▶ [Assigned task] No pictures go into the output, which should consist only of the lines from the first line of the data through the line with "cloth using the picture above.", copied exactly.

--- Provided records ---

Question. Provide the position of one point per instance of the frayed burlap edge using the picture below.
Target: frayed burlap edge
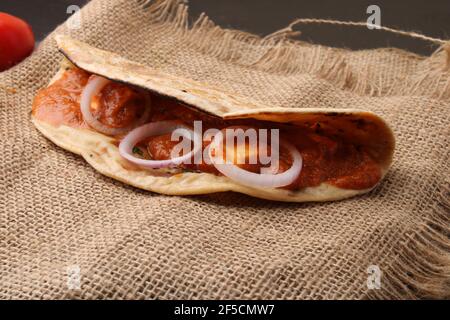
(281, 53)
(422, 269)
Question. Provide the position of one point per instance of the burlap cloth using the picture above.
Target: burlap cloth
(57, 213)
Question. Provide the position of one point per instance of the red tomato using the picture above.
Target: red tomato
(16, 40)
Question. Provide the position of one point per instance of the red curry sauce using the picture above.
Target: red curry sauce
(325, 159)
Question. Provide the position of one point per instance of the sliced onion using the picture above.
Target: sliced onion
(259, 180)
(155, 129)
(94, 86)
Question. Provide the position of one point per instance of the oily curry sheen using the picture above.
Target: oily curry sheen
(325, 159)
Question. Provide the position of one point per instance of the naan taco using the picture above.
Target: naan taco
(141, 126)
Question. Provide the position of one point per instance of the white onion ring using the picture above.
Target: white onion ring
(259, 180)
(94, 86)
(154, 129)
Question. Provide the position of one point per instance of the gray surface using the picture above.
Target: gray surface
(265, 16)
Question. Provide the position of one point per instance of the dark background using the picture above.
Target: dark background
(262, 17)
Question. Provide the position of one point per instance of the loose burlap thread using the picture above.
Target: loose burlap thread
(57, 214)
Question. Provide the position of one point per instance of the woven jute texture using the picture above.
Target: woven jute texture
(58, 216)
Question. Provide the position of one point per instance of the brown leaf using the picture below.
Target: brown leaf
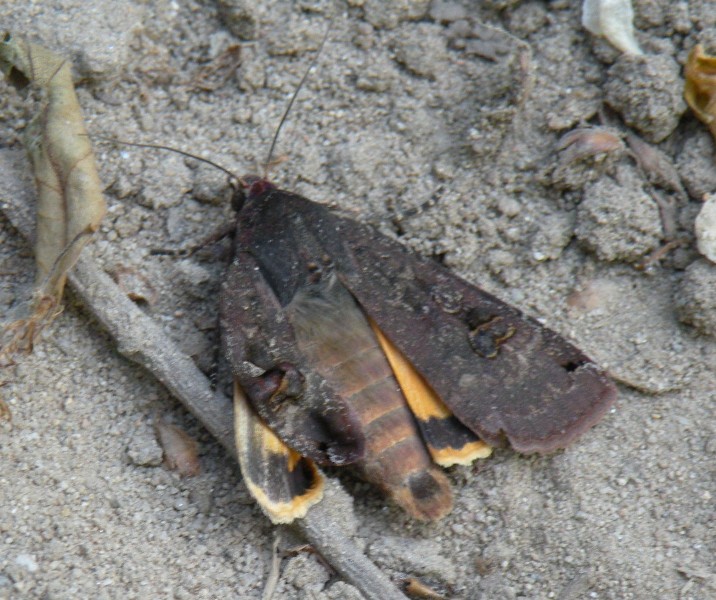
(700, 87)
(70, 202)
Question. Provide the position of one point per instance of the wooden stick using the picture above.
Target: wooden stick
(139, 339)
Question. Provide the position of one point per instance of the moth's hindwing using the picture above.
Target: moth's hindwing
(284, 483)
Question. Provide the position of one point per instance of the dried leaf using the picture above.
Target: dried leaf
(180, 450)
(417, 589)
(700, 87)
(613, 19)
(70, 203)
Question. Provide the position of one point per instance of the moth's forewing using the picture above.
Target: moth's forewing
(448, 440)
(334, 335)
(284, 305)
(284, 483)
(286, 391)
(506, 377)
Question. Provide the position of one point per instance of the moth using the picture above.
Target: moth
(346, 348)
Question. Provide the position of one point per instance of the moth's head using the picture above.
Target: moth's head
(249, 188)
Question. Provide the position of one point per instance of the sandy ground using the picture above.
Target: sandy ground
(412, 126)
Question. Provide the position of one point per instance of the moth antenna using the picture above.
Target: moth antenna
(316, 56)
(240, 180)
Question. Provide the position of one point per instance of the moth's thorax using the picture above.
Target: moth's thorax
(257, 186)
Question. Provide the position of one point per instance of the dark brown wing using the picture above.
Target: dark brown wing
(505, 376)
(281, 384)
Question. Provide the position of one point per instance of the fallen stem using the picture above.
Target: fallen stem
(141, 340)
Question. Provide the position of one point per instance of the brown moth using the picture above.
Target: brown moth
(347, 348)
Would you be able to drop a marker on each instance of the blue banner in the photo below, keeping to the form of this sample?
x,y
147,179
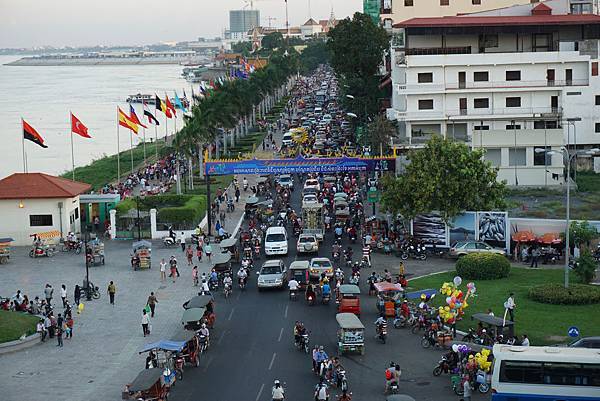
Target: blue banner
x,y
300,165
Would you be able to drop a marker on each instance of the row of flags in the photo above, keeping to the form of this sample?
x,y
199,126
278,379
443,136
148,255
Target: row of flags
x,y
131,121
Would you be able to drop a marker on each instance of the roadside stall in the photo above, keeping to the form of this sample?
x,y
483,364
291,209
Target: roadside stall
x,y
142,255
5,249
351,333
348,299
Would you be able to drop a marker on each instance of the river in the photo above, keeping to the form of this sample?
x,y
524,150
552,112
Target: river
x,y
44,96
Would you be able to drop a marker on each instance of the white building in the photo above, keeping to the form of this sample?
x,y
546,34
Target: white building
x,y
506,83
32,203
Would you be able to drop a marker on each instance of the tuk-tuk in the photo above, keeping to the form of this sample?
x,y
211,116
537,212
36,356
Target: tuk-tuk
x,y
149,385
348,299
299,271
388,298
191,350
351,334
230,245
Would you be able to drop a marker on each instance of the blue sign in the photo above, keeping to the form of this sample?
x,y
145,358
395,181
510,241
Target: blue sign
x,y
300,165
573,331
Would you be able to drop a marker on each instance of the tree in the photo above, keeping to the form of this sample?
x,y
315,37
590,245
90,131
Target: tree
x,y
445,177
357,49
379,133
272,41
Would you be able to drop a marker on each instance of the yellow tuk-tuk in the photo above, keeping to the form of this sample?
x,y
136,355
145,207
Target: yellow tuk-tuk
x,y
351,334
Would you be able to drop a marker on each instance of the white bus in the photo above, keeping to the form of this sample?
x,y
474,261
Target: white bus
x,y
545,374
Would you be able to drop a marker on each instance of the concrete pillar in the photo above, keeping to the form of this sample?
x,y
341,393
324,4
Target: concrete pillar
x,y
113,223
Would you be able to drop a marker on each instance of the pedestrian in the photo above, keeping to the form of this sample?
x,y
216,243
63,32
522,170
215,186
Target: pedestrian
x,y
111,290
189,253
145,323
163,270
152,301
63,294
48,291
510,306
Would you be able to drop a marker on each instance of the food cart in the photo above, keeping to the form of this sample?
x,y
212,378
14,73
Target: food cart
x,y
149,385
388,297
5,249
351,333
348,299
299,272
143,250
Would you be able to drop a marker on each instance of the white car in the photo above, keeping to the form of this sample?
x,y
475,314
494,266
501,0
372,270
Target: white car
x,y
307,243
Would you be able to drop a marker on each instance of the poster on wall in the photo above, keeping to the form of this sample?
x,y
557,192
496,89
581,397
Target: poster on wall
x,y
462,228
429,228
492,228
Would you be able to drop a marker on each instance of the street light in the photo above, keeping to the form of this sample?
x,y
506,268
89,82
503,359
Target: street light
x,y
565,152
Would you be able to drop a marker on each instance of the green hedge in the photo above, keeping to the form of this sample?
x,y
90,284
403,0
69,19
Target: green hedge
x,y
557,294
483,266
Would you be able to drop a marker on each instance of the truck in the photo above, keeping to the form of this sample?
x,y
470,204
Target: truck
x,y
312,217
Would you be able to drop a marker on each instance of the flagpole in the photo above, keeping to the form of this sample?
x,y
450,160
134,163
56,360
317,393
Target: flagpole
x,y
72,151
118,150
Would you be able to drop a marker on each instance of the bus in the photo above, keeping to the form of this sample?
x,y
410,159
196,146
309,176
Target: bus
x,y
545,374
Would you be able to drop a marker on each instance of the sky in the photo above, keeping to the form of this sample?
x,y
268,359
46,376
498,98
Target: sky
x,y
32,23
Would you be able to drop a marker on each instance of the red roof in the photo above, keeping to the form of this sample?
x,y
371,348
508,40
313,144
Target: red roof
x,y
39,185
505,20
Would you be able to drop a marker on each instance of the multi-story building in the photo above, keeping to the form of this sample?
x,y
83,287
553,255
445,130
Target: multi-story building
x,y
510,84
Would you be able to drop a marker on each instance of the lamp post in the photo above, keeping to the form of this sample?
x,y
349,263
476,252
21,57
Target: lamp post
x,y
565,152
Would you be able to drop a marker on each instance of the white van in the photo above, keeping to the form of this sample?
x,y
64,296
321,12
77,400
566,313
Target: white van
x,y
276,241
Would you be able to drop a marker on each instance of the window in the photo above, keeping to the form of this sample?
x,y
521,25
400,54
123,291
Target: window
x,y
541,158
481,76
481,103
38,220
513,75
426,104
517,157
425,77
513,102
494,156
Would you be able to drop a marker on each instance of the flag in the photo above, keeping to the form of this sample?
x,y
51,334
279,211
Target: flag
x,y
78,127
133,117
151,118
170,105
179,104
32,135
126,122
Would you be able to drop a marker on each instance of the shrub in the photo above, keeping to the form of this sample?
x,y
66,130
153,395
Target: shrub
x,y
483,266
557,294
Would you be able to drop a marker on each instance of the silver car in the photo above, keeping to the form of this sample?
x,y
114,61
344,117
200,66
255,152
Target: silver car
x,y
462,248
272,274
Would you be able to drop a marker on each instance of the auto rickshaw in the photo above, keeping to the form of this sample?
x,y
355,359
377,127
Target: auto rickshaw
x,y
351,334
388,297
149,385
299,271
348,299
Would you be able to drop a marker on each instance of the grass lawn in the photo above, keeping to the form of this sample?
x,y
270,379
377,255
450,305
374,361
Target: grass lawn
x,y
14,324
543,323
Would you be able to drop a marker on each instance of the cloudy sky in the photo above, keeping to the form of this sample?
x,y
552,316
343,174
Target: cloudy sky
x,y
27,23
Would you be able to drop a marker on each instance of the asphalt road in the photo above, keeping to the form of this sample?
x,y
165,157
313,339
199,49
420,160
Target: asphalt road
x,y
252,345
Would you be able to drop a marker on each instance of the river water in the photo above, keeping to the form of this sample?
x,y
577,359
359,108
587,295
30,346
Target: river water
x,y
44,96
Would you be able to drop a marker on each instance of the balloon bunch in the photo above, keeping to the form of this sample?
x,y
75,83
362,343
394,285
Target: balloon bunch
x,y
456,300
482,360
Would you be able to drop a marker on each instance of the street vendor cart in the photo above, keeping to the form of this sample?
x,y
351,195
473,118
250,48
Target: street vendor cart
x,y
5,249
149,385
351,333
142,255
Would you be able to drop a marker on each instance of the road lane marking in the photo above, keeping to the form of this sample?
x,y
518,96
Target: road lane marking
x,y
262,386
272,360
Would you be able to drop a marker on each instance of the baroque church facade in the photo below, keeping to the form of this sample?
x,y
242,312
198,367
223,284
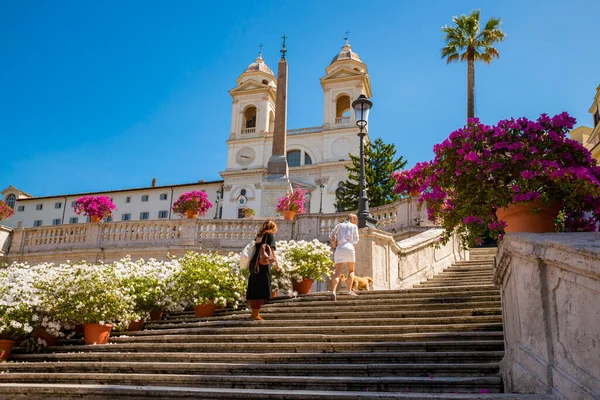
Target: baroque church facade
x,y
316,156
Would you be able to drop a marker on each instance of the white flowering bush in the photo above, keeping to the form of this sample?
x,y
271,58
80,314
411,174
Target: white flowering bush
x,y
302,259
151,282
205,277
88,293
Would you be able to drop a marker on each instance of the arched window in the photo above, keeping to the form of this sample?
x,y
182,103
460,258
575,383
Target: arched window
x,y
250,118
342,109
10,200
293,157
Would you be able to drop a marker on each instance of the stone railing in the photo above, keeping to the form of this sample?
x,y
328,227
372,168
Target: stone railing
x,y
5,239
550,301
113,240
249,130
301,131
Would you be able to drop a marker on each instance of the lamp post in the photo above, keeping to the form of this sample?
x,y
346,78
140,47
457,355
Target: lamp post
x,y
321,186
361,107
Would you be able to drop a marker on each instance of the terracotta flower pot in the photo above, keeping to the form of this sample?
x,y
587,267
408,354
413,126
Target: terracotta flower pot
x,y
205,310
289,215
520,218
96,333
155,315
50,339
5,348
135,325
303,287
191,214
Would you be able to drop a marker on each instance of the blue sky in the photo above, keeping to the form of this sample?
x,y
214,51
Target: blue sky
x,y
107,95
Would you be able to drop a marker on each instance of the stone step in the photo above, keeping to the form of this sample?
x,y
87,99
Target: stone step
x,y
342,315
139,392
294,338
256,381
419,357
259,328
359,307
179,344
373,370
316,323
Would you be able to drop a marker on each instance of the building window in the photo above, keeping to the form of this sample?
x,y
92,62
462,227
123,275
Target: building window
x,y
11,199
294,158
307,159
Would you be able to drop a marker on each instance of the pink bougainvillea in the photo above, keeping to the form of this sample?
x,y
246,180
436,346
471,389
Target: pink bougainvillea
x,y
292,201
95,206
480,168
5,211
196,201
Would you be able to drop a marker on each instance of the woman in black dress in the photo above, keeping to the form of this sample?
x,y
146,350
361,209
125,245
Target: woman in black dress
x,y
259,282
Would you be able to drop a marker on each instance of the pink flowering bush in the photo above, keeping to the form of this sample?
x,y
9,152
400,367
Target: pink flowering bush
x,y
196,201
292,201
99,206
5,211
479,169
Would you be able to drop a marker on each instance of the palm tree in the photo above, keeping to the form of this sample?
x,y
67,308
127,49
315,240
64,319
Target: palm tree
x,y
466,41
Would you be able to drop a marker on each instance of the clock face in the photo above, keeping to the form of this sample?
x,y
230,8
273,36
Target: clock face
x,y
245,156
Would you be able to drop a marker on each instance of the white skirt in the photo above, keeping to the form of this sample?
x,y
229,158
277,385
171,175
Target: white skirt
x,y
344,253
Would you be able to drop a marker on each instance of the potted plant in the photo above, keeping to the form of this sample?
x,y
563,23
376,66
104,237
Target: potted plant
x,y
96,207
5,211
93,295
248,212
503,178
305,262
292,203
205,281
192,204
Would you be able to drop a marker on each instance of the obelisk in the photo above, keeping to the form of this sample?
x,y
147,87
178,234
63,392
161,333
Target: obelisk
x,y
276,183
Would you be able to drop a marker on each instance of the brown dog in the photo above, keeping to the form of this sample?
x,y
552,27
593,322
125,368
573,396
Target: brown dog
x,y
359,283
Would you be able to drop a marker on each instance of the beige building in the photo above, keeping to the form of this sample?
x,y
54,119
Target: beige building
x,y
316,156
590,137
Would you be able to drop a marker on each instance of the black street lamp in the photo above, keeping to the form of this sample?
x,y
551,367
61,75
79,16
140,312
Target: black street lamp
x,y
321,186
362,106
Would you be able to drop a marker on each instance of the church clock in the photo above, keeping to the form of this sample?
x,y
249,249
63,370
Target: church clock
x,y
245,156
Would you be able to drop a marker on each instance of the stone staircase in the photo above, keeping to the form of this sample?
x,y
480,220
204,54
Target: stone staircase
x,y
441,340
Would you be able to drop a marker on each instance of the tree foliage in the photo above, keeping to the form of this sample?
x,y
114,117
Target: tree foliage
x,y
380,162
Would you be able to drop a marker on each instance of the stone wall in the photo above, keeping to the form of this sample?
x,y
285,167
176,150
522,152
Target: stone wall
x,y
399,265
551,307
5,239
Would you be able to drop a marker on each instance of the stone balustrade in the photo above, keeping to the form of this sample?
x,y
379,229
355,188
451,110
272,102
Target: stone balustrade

---

▶ [Your solution]
Question. Provide the position of one point per instance of the frayed burlap edge using the picture below.
Target: frayed burlap edge
(281, 53)
(422, 269)
Question. Provide the position of one point per instance of the burlap cloth using the picture above.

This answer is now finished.